• _Excerpt_
┌──

It’s a Thursday night in Camden. And it’s bloody freezing.
Snow’s forecast for the weekend (
), and as the streams of well-dressed,
consciously cool folk stream into the imposing Camden Roundhouse, I find myself
glad that tonight’s show is sold out. An over-heated dance floor of three
thousand bodies sounds unbelievable compared to the frosty dash from the tube
stop to the box office.
Up the stairs and in the domed arena of the Roundhouse, we
find Ethopian wonder-kid
Soul Keita warming the crowd up with some soulful,
jazzy house sounds, with a visual backdrop of colourful ‘80s television given a psychedelic makeover .
Opening proceedings with Alice Coltrane’s
Journey
In Satchidananda,
the protégé
gently cultivates the crowd into admiration, peaking with his Jaar
collaboration
Para(sol). German
producer
Acid Pauli is tonight’s next act, whose set flits between techno and
innovative reworking of tracks such as Pink Floyd’s
Flaming, Joy Division’s
Love
Will Tear Us Apart and Radiohead’s
Creep,
pinnacling with his own storm in a teacup production,
Japan.
Nicolas Jaar’s series of British gigs last year (including
sets at Fabric and Glastonbury) are already the stuff of cultural folklore, and
the word has spread. Tonight’s crowd could be cut down the middle between the
audiophiles who are there to glimpse some of the reputed magic, and those there
because it’s the latest gig to be ‘seen’ at. Regardless of whose out tonight,
Nicolas Jaar can be fairly certain of one thing: he’s making pretty big waves
over here in England. After-all, tonight he’s sold out the same stage that has
seen the likes of Bob Dylan grace its boards.
Which is why it’s fairly surprising that tonight, unlike his
Glastonbury date last summer for instance, the Chilean-New Yorker has decided
to forgo his live band. Playing behind an overbearing screen of monochromatic
grey visuals, Jaar is a solitary figure for much of the set, a barely
perceptiple form behind the glare of his laptop for albeit those right at the
front. For such a vast, cavernous space as the Roundhouse the lack of stage
presence is somewhat unsettling, but its to his credit that he cuts such an
enigmatic presence that he has just enough charisma to pull it off. Whilst he
might tire of what he sees as the music press’ interfering in what he does, as
result of his media reticent and reservations he has inadvertently curated a
idiosyncratic public image inseparable from Nico Jaar the producer and
performer. And tonight, it’s this projected aurora that radiates from the tiny
corner of the stage he inhabits for the entirety of the evening.

└──

• _Excerpted data_
┌──

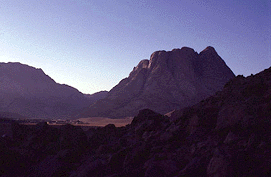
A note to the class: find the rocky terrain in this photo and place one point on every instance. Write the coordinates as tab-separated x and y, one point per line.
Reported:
169	80
28	91
227	134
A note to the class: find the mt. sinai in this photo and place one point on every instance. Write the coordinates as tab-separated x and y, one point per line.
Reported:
169	80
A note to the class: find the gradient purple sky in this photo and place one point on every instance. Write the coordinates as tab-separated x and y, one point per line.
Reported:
93	44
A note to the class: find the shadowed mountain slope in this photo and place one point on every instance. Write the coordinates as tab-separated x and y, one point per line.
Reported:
169	80
225	135
31	93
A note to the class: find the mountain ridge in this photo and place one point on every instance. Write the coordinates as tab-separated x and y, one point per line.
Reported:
28	91
169	80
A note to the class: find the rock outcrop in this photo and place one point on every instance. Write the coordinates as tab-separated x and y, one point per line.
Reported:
227	134
31	93
169	80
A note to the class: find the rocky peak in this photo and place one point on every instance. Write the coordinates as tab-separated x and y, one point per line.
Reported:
169	80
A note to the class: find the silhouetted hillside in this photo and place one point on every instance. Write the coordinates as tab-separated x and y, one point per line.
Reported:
227	134
31	93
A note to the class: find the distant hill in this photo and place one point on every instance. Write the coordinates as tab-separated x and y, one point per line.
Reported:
169	80
225	135
28	91
97	96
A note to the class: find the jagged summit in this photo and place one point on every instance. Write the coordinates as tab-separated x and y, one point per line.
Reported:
169	80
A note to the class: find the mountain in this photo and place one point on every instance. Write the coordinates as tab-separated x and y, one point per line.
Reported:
28	91
227	134
169	80
97	96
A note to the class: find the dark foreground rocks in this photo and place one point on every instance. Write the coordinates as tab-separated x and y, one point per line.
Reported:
227	134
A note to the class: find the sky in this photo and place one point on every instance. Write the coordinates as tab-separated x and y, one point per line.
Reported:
93	44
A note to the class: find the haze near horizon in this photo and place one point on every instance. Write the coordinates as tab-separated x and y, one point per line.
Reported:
92	45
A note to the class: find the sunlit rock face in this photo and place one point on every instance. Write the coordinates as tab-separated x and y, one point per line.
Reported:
169	80
28	91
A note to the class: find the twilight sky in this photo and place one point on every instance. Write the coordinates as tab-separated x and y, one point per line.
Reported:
93	44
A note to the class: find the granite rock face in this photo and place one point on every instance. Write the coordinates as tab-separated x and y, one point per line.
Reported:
227	134
28	91
169	80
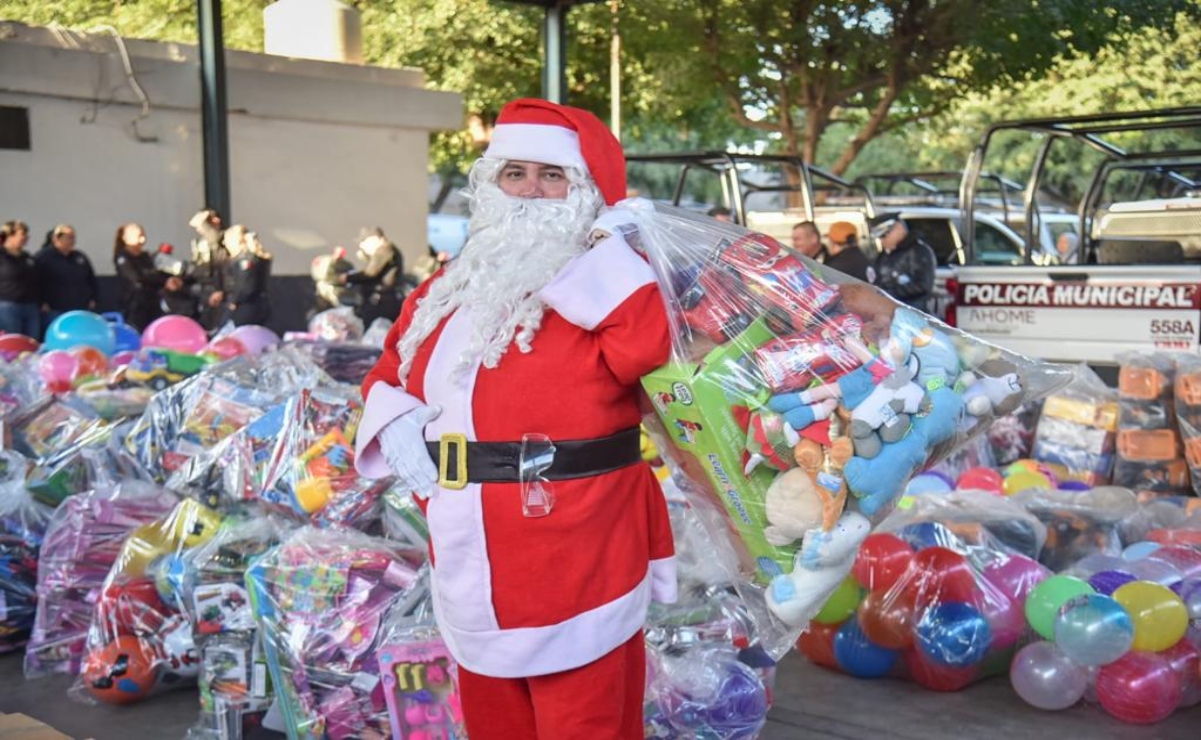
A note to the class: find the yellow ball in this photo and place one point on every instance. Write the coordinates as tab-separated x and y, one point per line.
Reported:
1022	479
1160	619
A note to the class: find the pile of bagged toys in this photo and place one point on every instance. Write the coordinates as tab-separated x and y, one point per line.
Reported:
846	476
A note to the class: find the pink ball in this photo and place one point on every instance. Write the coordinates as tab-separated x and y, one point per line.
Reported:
1139	687
58	369
255	338
178	333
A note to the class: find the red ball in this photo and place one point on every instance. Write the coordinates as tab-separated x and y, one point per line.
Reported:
936	676
817	644
121	672
1139	687
938	576
880	561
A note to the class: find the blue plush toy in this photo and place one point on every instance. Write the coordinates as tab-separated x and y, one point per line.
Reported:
878	481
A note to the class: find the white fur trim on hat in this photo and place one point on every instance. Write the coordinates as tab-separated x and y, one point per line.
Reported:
539	143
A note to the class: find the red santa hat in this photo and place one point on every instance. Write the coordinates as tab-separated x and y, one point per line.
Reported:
533	130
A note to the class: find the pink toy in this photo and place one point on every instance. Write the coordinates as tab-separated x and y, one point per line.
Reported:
178	333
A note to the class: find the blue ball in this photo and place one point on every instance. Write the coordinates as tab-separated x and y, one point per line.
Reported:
954	634
860	656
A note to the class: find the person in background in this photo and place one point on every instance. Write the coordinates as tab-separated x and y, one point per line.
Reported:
381	280
67	279
843	252
906	266
807	240
248	269
139	280
721	214
209	262
1067	248
19	290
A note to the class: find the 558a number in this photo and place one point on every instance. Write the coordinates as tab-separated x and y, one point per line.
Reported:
1173	327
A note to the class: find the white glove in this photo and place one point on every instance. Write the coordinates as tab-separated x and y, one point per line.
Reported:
402	443
621	220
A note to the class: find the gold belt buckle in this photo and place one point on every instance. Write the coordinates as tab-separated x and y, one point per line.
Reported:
460	454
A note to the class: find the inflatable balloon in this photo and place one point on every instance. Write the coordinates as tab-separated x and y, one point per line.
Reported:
255	338
76	328
178	333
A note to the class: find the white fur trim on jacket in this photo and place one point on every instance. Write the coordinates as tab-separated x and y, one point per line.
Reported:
592	285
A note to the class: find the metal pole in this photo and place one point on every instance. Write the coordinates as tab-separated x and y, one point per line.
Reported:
213	108
554	71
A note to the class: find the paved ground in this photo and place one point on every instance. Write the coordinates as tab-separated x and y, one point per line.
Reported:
810	703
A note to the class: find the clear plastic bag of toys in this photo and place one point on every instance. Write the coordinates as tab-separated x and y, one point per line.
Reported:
84	537
321	600
937	594
297	459
1149	453
23	521
1076	434
141	638
193	416
234	691
805	399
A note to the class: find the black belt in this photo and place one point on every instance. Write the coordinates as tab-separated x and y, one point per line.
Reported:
500	461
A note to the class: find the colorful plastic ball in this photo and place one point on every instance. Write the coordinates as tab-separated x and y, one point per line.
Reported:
886	618
121	672
76	328
954	633
1045	601
937	676
817	644
1093	630
1047	679
1025	479
1015	576
939	574
58	370
842	603
1185	661
1140	549
255	338
1107	582
1159	615
173	332
225	347
981	478
859	656
15	345
91	363
880	561
1139	687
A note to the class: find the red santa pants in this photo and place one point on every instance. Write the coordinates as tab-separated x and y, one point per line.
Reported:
599	700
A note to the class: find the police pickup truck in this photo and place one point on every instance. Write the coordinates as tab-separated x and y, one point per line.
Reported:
1134	279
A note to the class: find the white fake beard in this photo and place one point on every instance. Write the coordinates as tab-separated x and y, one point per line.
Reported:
515	246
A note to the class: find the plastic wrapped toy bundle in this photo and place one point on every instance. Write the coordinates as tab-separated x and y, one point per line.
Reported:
297	458
141	639
709	674
23	524
1076	434
195	415
1149	454
1116	631
320	600
936	594
82	542
234	692
804	400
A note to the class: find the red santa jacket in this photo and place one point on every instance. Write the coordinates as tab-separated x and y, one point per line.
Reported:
518	596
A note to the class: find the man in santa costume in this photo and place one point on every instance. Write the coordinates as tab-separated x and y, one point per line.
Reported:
536	335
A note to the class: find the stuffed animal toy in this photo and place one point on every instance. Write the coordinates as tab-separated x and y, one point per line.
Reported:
878	481
822	564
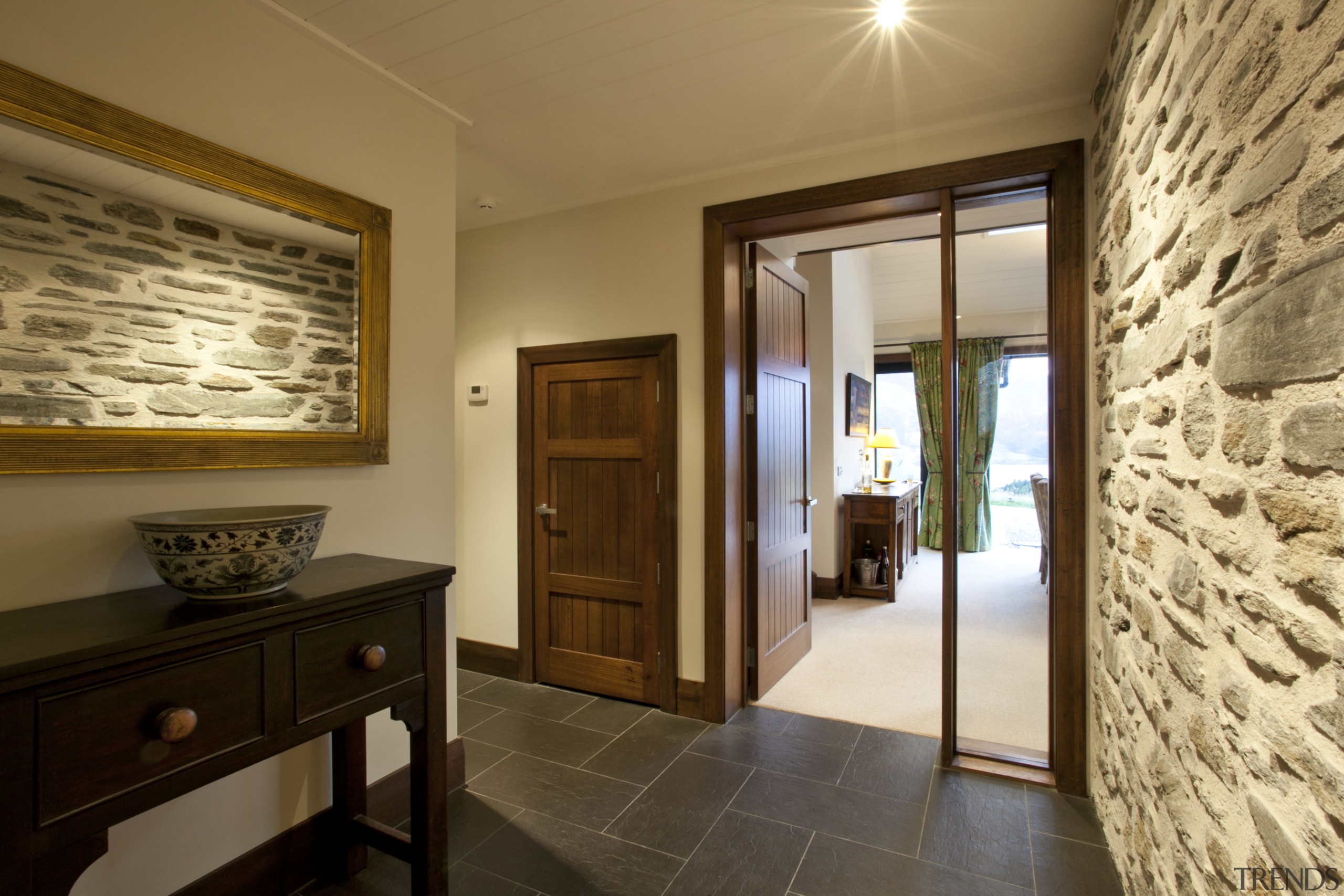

└──

• _Requirements_
Write the next part of the review of Nicolas Jaar's show at the Camden Roundhouse, picking up after its final sentence.

• _Answer to the task_
The show starts with a slow atmospheric reworking of his
album opener
être, waves of creaking,
organic electronica fills with expectation. Subtle chimes filter through the
speakers, as the ornamental atmosphere builds with a pregnancy that makes the
sudden glimmer of a bassline all the more exciting, as the housier beats of
Can't See What Is Burning There are
soaked up by the excitable crowd. Cuts from his album and various EPs are live
reworked to the nth degree, almost unrecognisable at times – proof, if nothing
else that Nicolas is doing more than just sequencing the tracks.
Forty minutes in and
Too
Many Kids Finding Rain In The Dust, one of the highlights of last year’s
award winning album,
sees Jaar picking up the microphone for the first time, shortly followed by the
stage arrival of collaborator Dave Harrington on guitar. Suddenly the show
feels about 50% more live. The sound takes on an extra dimension, building to
an immersive rendition of
Space Is Only
Noise If You Can See that - as Nico Jaar’s finest productions do - finds the
crowd both jumping to its beat and completely lost in its subtle sonic nuances.

Two encores ensure value for money, as Jaar and Harrington
return to perform a live rendition of their recent stoner-avant-garde
experimental EP
Darkside, after
which Nicolas Jaar graces the stage for a final live jam on the laptop and
midi. It’s close to midnight when we disentangle ourselves from the retreating
punters and step back outside into the cold Camden street. Whilst Nicolas
Jaar’s watertight set has once again provided explicit evidence to why he’s
been fawned over to such a great degree for the last few years, I can’t help
but wonder if tonight’s laptop orientated show wouldn’t have been better suited
to a club, rather than the cavernous Roundhouse, which, for its extended period
with a near empty stage, felt rather vacant of the ‘live’ experience the ticket
had promised.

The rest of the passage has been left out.